START Exercise passage

After one of the emptiest political conventions on record, the stage is actually set for a very consequential November election. Though the Republicans did their best to camouflage it,theirs remains a highly conservative program. There really are enormous differences of substance between the two major candidates.
If the election can be made to turn on issues, it probably cuts in Al Gore's favor. If it turns on atmospherics and personality, the winner will likely be George W. So all eyes now shift to Gore: Can he rouse the electorate to focus on issues? Can he rouse himself to be a plausible messenger? And can the voters grow up?
Watching the Republican National Convention, it was difficult to believe the atmospherics fooled anybody. Writing in The New York Times, editorialist Brent Staples referred to the over-representation of black and brown symbols at a mostly white party as Minstrelsy.
The real divisions within the GOP over issues such as abortion rights were denied prime airtime. Everything was scripted and vetted. This was the sort of a party convention that you'd expect in an authoritarian country, where there is no brooking of public dissent.
For the most part audiences tuned out. Real entertainment proved more compelling than politics masquerading as entertainment. Whenever the networks cut from sitcoms and game shows to the convention, viewers hit the remote.
Yet voters raised in a media age do pay attention to atmospherics. Though the Republicans have sponsored wrenching cuts in public services, the Republican convention could give prime air time to a single mother from Arkansas, thereby signaling that in their hearts (if not their budgets) they really care. Despite the P.T. Barnum quality of the convention, Bush will likely get his anticipated bounce in the polls.
If the voters do pay attention to issue differences, it will probably not be until after Labor Day. Here are several worth watching:
. Bush wants a massive cut in personal income taxes and an elimination of the estate tax. Most of the benefit would go to the richest Americans. Gore's tax cuts would be smaller and more narrowly targeted to working families.
If Gore is shrewd, he wont just let the issue be posed as a choice between different kinds of tax cuts, but between different uses of the budget surplus. Do we want the most affluent two percent of taxpayers (those who pay estate tax at all) to get a tax holiday or should we use that $30-50 billion a year to provide, say, universal prescription drug benefits under Medicare?

END Exercise passage
START Dataset excerpts

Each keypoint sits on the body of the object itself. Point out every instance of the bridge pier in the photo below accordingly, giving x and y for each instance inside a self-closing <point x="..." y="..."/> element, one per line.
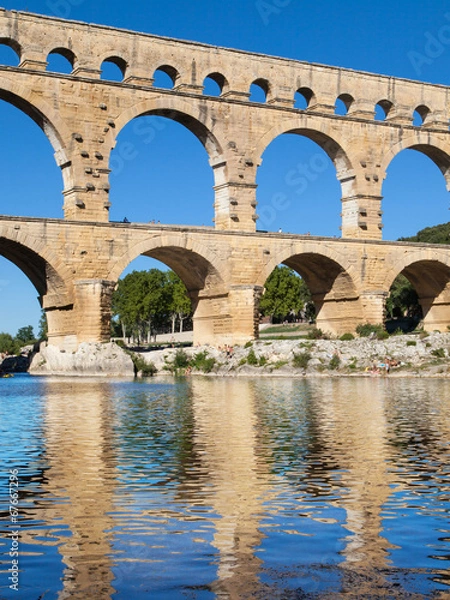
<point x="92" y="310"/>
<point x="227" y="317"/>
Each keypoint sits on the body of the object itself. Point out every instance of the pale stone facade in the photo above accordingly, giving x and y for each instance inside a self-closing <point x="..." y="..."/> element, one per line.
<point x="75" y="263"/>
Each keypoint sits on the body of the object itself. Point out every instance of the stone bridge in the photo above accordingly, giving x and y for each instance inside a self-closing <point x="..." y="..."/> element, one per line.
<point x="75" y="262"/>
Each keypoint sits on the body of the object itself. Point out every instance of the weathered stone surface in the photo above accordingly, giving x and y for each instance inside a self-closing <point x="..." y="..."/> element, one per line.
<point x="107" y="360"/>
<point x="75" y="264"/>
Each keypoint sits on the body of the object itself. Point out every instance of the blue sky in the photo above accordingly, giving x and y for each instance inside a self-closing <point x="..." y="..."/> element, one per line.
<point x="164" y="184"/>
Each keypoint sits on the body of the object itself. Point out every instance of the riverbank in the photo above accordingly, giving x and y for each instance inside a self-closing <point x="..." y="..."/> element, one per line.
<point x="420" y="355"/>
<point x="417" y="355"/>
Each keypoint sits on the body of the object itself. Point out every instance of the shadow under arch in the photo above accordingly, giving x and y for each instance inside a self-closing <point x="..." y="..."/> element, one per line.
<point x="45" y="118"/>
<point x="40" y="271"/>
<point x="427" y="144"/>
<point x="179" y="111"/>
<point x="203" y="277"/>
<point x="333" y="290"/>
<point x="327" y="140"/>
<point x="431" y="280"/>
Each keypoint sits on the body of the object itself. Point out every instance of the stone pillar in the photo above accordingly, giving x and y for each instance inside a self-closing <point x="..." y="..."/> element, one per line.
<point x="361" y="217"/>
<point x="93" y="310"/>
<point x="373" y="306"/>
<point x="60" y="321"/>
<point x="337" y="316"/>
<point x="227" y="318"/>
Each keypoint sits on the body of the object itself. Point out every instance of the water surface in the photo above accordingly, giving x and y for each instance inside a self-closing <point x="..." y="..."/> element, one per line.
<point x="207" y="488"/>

END Dataset excerpts

Tasks and exercises:
1) In two sentences, sum up the passage on the Gore-Bush election.
2) Write the next part of the passage on the Gore-Bush election, starting after its last sentence.

Task answers:
1) The passage argues that despite an empty Republican convention that masked a highly conservative program, the November election is consequential because the two candidates differ greatly in substance, with issues likely favoring Gore and atmospherics likely favoring Bush. It contrasts Bush's large income tax cut and estate tax repeal, which would mostly benefit the richest Americans, with Gore's smaller cuts aimed at working families, and suggests Gore frame the issue as a choice between uses of the budget surplus.

2)
. Though Bush hasn't spelled out the details, he would divert a portion of the payroll tax to new private retirement accounts. Though billed, erroneously, as helping to shore up the system, by definition the effect must be to leave Social Security with smaller reserves. There are only three possible consequences. Either retired people are left with smaller Social Security checks or government must borrow money to make then system whole. Or government must raise taxes.
Gore, by contrast, would allocate most of the surplus to making the system whole, and some of it to a new system of optional private accounts. But these would be a supplement to Social Security, not a diversion from it.
. Here, differences could not be greater. The Democrats want tough regulation of managed care plans, so that doctors can make medical decisions and patients can sue insurance plans that make deadly mistakes when they try to play doctor. The Republicans have proposed a reform that was written by the insurance industry.
On drug coverage, the Bush camp proposes to let those same private insurers offer supplemental drug coverage, most of which would still end up being paid out of pocket. Gore and the Democrats want supplemental coverage under Medicare.
In case you didn't catch it at the GOP's extended infomercial, there are also very significant differences between the two candidates on abortion, gay rights, and affirmative action. And in every case, these differences are principled ones, about which reasonable people can differ.
If you think that government has no business meddling in your life (except in your bedroom), you should probably vote for Bush. If you think some important things cannot be trusted solely to private profit, Gore is probably your man.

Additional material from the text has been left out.